EXERCISE PROMPT: Print the listing below in its entirety, character for character.

GIVEN RECORDS:

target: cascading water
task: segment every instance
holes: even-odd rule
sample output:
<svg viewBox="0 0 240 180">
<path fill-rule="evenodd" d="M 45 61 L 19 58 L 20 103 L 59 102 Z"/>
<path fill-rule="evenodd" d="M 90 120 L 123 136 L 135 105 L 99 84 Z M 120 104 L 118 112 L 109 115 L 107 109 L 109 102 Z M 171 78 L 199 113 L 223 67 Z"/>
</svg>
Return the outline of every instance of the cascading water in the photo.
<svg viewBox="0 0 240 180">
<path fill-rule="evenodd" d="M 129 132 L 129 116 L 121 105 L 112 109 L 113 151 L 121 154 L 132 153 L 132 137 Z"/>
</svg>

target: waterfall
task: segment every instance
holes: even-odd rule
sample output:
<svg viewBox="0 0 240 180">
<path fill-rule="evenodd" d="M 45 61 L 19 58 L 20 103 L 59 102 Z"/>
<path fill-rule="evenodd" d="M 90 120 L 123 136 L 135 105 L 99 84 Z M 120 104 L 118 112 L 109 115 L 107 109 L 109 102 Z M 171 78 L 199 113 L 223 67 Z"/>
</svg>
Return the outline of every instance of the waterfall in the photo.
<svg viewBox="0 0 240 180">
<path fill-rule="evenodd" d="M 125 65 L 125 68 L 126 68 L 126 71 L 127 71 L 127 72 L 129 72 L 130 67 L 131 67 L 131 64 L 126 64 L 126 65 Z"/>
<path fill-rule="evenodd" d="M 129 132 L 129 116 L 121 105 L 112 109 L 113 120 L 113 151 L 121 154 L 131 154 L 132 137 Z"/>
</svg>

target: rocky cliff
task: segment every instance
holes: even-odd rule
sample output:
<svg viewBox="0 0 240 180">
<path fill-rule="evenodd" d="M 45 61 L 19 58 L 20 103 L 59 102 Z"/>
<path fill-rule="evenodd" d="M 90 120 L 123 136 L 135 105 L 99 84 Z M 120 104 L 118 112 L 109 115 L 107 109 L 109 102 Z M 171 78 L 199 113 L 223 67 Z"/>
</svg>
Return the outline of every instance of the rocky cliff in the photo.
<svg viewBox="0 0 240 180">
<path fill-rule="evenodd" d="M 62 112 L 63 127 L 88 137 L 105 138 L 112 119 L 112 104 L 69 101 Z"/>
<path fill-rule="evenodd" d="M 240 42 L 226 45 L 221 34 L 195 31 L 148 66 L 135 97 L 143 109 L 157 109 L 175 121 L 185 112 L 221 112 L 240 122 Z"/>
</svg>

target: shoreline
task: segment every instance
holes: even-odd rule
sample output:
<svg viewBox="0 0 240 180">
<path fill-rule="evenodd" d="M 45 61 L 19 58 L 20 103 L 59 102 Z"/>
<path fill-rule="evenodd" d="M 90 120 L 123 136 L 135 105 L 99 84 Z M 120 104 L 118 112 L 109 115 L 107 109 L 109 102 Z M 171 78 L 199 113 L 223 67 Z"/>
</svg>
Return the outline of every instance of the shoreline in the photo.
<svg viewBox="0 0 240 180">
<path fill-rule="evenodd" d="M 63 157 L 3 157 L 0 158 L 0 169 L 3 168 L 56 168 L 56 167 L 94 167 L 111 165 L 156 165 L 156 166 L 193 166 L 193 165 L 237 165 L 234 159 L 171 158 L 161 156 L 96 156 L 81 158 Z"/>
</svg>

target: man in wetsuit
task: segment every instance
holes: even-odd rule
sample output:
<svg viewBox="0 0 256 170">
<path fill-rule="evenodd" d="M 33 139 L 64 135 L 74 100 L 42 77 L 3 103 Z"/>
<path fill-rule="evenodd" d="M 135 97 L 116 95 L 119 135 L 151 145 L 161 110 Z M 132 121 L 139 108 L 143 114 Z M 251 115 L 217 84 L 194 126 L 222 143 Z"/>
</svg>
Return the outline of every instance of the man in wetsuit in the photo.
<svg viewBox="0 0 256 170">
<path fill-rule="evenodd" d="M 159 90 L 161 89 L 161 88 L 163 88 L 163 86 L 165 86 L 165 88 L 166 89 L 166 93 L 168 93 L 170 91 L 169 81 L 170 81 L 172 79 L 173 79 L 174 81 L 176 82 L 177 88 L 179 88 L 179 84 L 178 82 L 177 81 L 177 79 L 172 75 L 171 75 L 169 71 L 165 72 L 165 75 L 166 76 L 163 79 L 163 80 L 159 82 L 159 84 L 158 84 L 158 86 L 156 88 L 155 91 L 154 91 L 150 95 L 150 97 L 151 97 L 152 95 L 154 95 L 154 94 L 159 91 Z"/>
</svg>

SOLVED PROBLEM:
target: cascading water
task: segment every instance
holes: even-odd rule
sample output:
<svg viewBox="0 0 240 180">
<path fill-rule="evenodd" d="M 45 61 L 19 58 L 20 103 L 59 102 Z"/>
<path fill-rule="evenodd" d="M 90 120 L 123 136 L 135 105 L 99 84 Z M 120 104 L 118 112 L 109 115 L 107 109 L 109 102 Z M 171 78 L 199 113 L 223 67 Z"/>
</svg>
Return the outline of every instance of the cascading water in the photo.
<svg viewBox="0 0 240 180">
<path fill-rule="evenodd" d="M 129 132 L 129 116 L 121 105 L 112 109 L 113 151 L 121 154 L 132 153 L 132 137 Z"/>
</svg>

target: waterfall
task: segment every instance
holes: even-odd rule
sample output:
<svg viewBox="0 0 240 180">
<path fill-rule="evenodd" d="M 45 61 L 19 58 L 20 103 L 59 102 Z"/>
<path fill-rule="evenodd" d="M 90 120 L 123 136 L 135 105 L 99 84 Z M 120 104 L 118 112 L 109 115 L 107 109 L 109 102 Z M 171 78 L 199 113 L 223 67 Z"/>
</svg>
Return the outline of every instance of the waterfall in the photo.
<svg viewBox="0 0 240 180">
<path fill-rule="evenodd" d="M 125 65 L 125 68 L 126 68 L 126 71 L 127 71 L 127 72 L 129 72 L 130 67 L 131 67 L 131 64 L 126 64 L 126 65 Z"/>
<path fill-rule="evenodd" d="M 129 132 L 129 116 L 121 105 L 112 109 L 113 120 L 113 151 L 121 154 L 131 154 L 132 137 Z"/>
</svg>

target: rocky cliff
task: segment every instance
holes: even-odd rule
sample output:
<svg viewBox="0 0 240 180">
<path fill-rule="evenodd" d="M 45 61 L 19 58 L 20 103 L 59 102 Z"/>
<path fill-rule="evenodd" d="M 90 120 L 123 136 L 135 105 L 99 84 Z M 120 104 L 118 112 L 109 115 L 107 109 L 109 102 Z M 171 78 L 199 113 L 223 67 Z"/>
</svg>
Return the outline of every instance of the rocky cliff in the photo.
<svg viewBox="0 0 240 180">
<path fill-rule="evenodd" d="M 62 112 L 63 127 L 88 137 L 105 138 L 112 119 L 112 104 L 69 101 Z"/>
<path fill-rule="evenodd" d="M 240 42 L 226 45 L 221 34 L 195 31 L 148 66 L 135 97 L 143 109 L 157 109 L 175 121 L 185 112 L 221 112 L 240 122 Z"/>
</svg>

target: shoreline
task: segment every instance
holes: even-odd rule
sample output:
<svg viewBox="0 0 240 180">
<path fill-rule="evenodd" d="M 45 61 L 19 58 L 20 103 L 59 102 Z"/>
<path fill-rule="evenodd" d="M 90 120 L 123 136 L 135 105 L 99 84 Z M 120 104 L 118 112 L 109 115 L 107 109 L 109 102 Z M 171 78 L 199 113 L 223 67 Z"/>
</svg>
Return the outline of every instance of the shoreline in the photo.
<svg viewBox="0 0 240 180">
<path fill-rule="evenodd" d="M 63 157 L 3 157 L 0 158 L 0 169 L 3 168 L 56 168 L 56 167 L 94 167 L 111 165 L 156 165 L 156 166 L 193 166 L 193 165 L 237 165 L 234 159 L 171 158 L 161 156 L 96 156 L 81 158 Z"/>
</svg>

target: man in wetsuit
task: segment every instance
holes: even-odd rule
sample output:
<svg viewBox="0 0 256 170">
<path fill-rule="evenodd" d="M 33 139 L 64 135 L 74 100 L 42 77 L 3 103 Z"/>
<path fill-rule="evenodd" d="M 135 97 L 116 95 L 119 135 L 151 145 L 161 110 Z M 132 121 L 139 108 L 143 114 Z M 251 115 L 217 84 L 194 126 L 222 143 Z"/>
</svg>
Return the outline of every instance of the man in wetsuit in the photo.
<svg viewBox="0 0 256 170">
<path fill-rule="evenodd" d="M 159 90 L 161 89 L 161 88 L 163 88 L 163 86 L 165 86 L 165 88 L 166 89 L 166 93 L 168 93 L 170 91 L 169 81 L 170 81 L 172 79 L 173 79 L 174 81 L 176 82 L 177 88 L 179 88 L 179 84 L 178 82 L 177 81 L 177 79 L 172 75 L 171 75 L 169 71 L 165 72 L 165 75 L 166 76 L 163 79 L 163 80 L 159 82 L 159 84 L 158 84 L 158 86 L 156 88 L 155 91 L 154 91 L 150 95 L 150 97 L 151 97 L 152 95 L 154 95 L 154 94 L 159 91 Z"/>
</svg>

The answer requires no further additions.